* **Data for the task**:
= = = = =

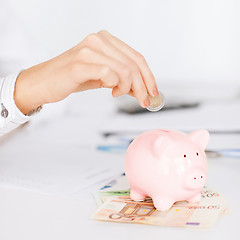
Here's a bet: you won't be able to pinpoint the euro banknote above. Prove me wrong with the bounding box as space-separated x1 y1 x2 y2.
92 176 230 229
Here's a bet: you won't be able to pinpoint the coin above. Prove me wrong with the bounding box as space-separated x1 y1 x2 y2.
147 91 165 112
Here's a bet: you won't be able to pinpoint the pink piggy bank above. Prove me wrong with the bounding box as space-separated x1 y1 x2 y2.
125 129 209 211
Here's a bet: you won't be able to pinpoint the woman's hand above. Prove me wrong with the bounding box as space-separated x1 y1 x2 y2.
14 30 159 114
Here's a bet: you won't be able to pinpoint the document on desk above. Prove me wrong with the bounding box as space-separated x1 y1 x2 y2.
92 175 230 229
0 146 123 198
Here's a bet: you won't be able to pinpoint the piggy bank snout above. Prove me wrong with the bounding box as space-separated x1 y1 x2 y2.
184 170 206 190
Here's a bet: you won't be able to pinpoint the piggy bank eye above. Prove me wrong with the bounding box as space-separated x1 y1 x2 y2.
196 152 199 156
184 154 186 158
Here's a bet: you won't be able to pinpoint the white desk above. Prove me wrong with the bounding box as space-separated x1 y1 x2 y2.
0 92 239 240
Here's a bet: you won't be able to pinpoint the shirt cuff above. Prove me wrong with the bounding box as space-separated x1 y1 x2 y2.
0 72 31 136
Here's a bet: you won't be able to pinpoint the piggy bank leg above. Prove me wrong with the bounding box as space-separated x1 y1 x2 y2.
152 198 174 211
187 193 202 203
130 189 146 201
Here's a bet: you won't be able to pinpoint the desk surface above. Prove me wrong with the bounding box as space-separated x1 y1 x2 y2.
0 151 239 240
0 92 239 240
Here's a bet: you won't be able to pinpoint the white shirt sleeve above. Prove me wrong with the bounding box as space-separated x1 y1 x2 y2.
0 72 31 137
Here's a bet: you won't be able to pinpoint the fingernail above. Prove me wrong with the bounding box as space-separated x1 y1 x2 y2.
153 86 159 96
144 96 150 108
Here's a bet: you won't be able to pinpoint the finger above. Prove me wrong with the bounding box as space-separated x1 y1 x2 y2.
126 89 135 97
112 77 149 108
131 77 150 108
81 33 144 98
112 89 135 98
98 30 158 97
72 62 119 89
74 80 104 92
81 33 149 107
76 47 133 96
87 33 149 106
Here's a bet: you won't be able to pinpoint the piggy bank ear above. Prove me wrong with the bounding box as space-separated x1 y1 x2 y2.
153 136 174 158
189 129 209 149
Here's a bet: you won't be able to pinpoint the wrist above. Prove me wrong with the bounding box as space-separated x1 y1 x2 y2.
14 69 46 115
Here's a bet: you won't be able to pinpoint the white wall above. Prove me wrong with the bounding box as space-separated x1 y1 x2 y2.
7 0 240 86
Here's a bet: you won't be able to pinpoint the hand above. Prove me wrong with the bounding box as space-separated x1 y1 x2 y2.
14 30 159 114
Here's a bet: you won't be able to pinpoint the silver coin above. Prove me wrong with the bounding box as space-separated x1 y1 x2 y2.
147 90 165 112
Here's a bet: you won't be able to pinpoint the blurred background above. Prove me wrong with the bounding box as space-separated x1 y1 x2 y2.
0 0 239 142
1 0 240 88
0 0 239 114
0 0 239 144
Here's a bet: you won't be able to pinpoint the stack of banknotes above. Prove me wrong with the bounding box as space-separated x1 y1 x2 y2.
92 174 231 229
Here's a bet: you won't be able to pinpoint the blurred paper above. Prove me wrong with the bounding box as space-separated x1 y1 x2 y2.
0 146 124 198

= = = = =

* **Task goal**: Give the data again exactly as it appears, but without any images.

* **Exercise solution**:
Here's a bet: you won't be able to pinpoint the euro banknote above. Prove me wrong with the bounding box as space-separated x1 y1 x2 y2.
92 176 230 229
Here's a bet: you won't be able to pinpoint the coin above. Prove me wrong with the bounding box as space-separated x1 y1 x2 y2.
147 91 165 112
Here's a bet: you won't be able to pinpoint the pink piggy bank above. Prove me wrong with the bounding box as space-separated x1 y1 x2 y2.
125 129 209 211
Here's a bet: you won't be able to pinpoint the woman's hand above. Prove me wrong with the bounding box as space-separated x1 y1 x2 y2.
14 30 159 114
Here's a bet: you won't be able to pinpoint the document on desk above. Prove me wrong with the bounding box as space-separated x1 y1 x2 y2.
92 175 230 229
0 146 123 198
Here's a bet: you won't be able to pinpoint the piggy bank snout above. Prove me wrong with the bounding box as space-separated x1 y1 x2 y2.
184 170 206 190
Here's a bet: you won't be able to pinpoint the piggy bank eye above. Prove me wrong with the bounding box as space-separated x1 y1 x2 y2.
196 152 199 156
184 154 186 158
Here's a bet: you won't be able to pinpoint the white desk above. Prove me wrong with the bounding box as space-separated x1 y1 x2 y2.
0 92 239 240
Here's a bet: you won't be able to pinpoint the shirt cuff above. Prove me wrong with the bounding box as space-separated x1 y1 x2 y2.
0 72 31 136
Here's a bet: you won't be able to pinpoint the piggy bank leg above. Prove me wrong with the bounding box as space-separated x1 y1 x2 y2.
152 198 174 211
187 193 202 203
130 189 146 201
Here's a bet: you won't be able to pinpoint the desk surface above. Prove me wrong with the bounding box as space-separated x1 y1 x2 y2.
0 151 239 240
0 92 239 240
Here's a bet: you won't be able to pinpoint the white shirt sleeve above. Prove me wrong with the bounding box as space-separated x1 y1 x2 y2.
0 72 31 137
Here's a bet: you won't be able to pinpoint the fingernail above. Prove me wrong with the bounding box as space-separated x1 y1 x2 y2.
153 86 159 96
144 96 150 108
Here's a bet: you won't be able to pinpoint the finger above. Prove me wrong with the bounding box as space-separated x1 y1 x2 y2.
126 89 135 97
112 77 149 108
131 77 150 108
81 33 144 98
112 89 135 98
98 30 158 97
72 62 119 89
74 80 104 92
81 33 149 107
76 47 133 96
87 33 149 106
Here's a bet: you won't be able to pinpoint the piggy bank ear above. Prove me wrong with the bounding box as space-separated x1 y1 x2 y2.
153 136 174 158
189 129 209 149
Here's a bet: you won't be able to pinpoint the wrist above. Prove me wrong with the bounding box as space-separated x1 y1 x2 y2.
14 69 46 115
Here's a bet: you won't be able to pinpoint the white wall above. Prove me wrong with the bounding box as space-separated x1 y1 x2 y2.
7 0 240 86
Here's a bet: you won't be able to pinpoint the hand above. Prove me wrong with the bounding box as space-separated x1 y1 x2 y2.
14 30 159 114
Here's a bet: you won't be able to pinpoint the silver coin above. Prove me wrong with the bounding box as space-separated x1 y1 x2 y2.
147 90 165 112
Here's a bet: you won't be able to pinpoint the blurred background above. Prove me wrong with the bounding box as space-separated x1 y1 x2 y2.
0 0 239 142
1 0 240 88
0 0 239 114
0 0 239 144
Here's a bet: you won't be able to pinpoint the stack of banknotes above. Prove me wrong with the bounding box as space-separated x1 y1 x2 y2.
92 174 231 229
Here's a bet: you won't be able to pinpoint the blurred paper above. Prove me wrong with the bounding box as space-separated x1 y1 x2 y2.
0 146 124 198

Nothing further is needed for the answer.